READING PASSAGE ->

▬▬▬

You build an analysis dataset. You filter it, join it, derive new variables, and produce results. Somewhere along the way rows disappear. Later, someone asks: “Which records were excluded, why, and what happened to record 01-042 between source and analysis?”

Without lineager, that answer requires manual reconstruction. With lineager, it is a single function call.

lineager tags every row of every dataset with a unique lineage identifier that survives filters, joins, and derivations. Every row removal must carry a documented reason. At any point, lg_trace() returns any row’s complete journey across the entire pipeline. lg_lineage() visualises the full pipeline graph. lg_report() compiles everything into a structured provenance document.

lineager is general-purpose: clinical data, machine learning, financial modelling, epidemiology — any pipeline where row-level accountability matters. CDISC-specific features (domain codes, population flags, SDTM-to-ADaM mapping, Reviewer’s Guide output) are available as optional enrichment for pharmaceutical users.

Installation

# Install from GitHub
> pak::pak("repro-stats/lineager")

Quick start

library(lineager)

lg_start(study_id = "TRIAL-001", analysis_id = "primary")

# Tag source data
adsl <- lg_tag(haven::read_sas("sdtm/dm.sas7bdat"),
               dataset_id = "DM", domain = "DM")

▬▬▬

Stored data entries ->
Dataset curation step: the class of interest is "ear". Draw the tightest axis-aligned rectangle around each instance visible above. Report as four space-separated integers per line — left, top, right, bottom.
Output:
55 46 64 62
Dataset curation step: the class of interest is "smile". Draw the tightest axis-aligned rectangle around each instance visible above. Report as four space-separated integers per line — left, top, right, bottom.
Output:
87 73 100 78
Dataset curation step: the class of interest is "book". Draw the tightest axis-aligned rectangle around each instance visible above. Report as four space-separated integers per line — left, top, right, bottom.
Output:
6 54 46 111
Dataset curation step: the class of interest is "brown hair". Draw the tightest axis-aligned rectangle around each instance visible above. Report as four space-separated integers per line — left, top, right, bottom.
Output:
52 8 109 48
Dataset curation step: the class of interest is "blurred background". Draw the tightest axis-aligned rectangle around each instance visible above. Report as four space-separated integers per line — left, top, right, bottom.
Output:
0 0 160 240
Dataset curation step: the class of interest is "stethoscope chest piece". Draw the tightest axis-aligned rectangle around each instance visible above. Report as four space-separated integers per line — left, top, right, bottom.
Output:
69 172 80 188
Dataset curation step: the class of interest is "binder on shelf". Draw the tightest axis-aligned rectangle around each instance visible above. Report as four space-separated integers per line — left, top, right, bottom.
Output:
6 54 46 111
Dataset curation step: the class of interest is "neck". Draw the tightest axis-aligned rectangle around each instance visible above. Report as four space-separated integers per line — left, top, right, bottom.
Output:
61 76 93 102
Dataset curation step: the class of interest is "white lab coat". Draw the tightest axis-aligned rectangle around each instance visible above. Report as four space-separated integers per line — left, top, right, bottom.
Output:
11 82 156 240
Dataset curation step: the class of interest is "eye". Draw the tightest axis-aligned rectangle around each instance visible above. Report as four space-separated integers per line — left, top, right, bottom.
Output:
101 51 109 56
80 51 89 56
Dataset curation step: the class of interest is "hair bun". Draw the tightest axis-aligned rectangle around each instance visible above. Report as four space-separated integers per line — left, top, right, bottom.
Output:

▬▬▬

YOUR TASKS ->
**1)** In the lineager introduction, rewrite the stretch from "You build an" through "structured provenance document.", replacing "dataset" with "table".
**2)** According to the lineager introduction, what does lg_lineage() do?
**3)** Continue the lineager introduction from its last line.
The rows were taken from a different source than the text.

ANSWERS BELOW ->
**1)**
You build an analysis table. You filter it, join it, derive new variables, and produce results. Somewhere along the way rows disappear. Later, someone asks: “Which records were excluded, why, and what happened to record 01-042 between source and analysis?”

Without lineager, that answer requires manual reconstruction. With lineager, it is a single function call.

lineager tags every row of every table with a unique lineage identifier that survives filters, joins, and derivations. Every row removal must carry a documented reason. At any point, lg_trace() returns any row’s complete journey across the entire pipeline. lg_lineage() visualises the full pipeline graph. lg_report() compiles everything into a structured provenance document.

**2)** It visualizes the full pipeline graph.

**3)**
# Derive variables with documented descriptions
adsl <- lg_derive(adsl,
  RANDFL = ifelse(ARMCD != "SCRNFAIL", "Y", "N"),
  SAFFL  = ifelse(ARMCD != "SCRNFAIL" & EXOCCUR == "Y", "Y", "N"),
  description = "RANDFL: not screen failure. SAFFL: randomised AND dosed."
)

# Filter with mandatory exclusion reasons
adsl_safety <- lg_filter(
  adsl,
  SAFFL == "Y",
  reason      = "Not in safety population (SAFFL != 'Y')",
  reason_code = "NOT_SAFETY",
  population  = "SAFFL"
)

# Trace any subject across the pipeline
lg_trace("01-042")

# Exclusion registry and disposition table
lg_exclusions()
lg_disposition(by = "reason")

# Visualise the pipeline
lin <- lg_lineage()
lg_plot(lin)

# Generate provenance report
lg_report(
  output  = "outputs/provenance.html",
  title   = "Data Provenance Report",
  sponsor = "Example Pharma Ltd",
  author  = "Your name"
)

lg_end()

Key functions

Function Purpose
lg_start() / lg_end() Session lifecycle
lg_tag() Tag a dataset with row-level lineage IDs
lg_filter() Filter with mandatory exclusion reason
lg_derive() Derive variables with documented description
lg_join() Tracked join with bilateral row-ID tracing
lg_population() Register a population or cohort definition
lg_spec() Document a source-to-analysis variable derivation
lg_trace() Trace a row’s complete lineage journey
lg_exclusions() Retrieve the full exclusion registry
lg_disposition() Grouped exclusion summary table
lg_operations() Full pipeline operation log
lg_lineage() Build a pipeline lineage graph
lg_plot() Render the lineage graph inline or export
lg_report() Generate a structured HTML provenance report

The lineage ID

Every row carries a .__lid__ column. For CDISC datasets with USUBJID:

DM_0001_01-042    # row 1 from DM domain, subject 01-042
ADLB_0047_01-042  # row 47 from ADLB, same subject

For general datasets:

patients_000001   # row 1 from the patients dataset

This ID persists through lg_filter(), lg_derive(), and lg_join(), forming the traceable thread from any output row back to its source.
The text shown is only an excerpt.